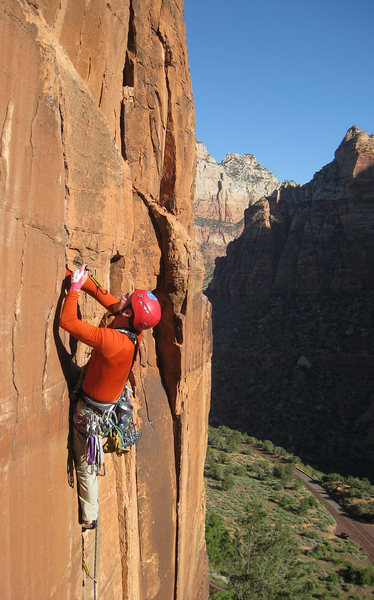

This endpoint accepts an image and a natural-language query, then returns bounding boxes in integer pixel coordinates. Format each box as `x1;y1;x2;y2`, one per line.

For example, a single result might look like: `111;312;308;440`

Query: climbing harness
73;255;107;295
82;518;99;599
72;324;140;475
74;385;141;475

========================================

_Assignment_. Only the lines from the one containing "For example, a" through the final line of the data belong in the answer, repeated exactly.

_Answer section_.
For example, a single result might look like: `111;312;308;440`

Query: climbing harness
73;255;107;295
82;518;99;599
72;324;140;475
74;385;141;475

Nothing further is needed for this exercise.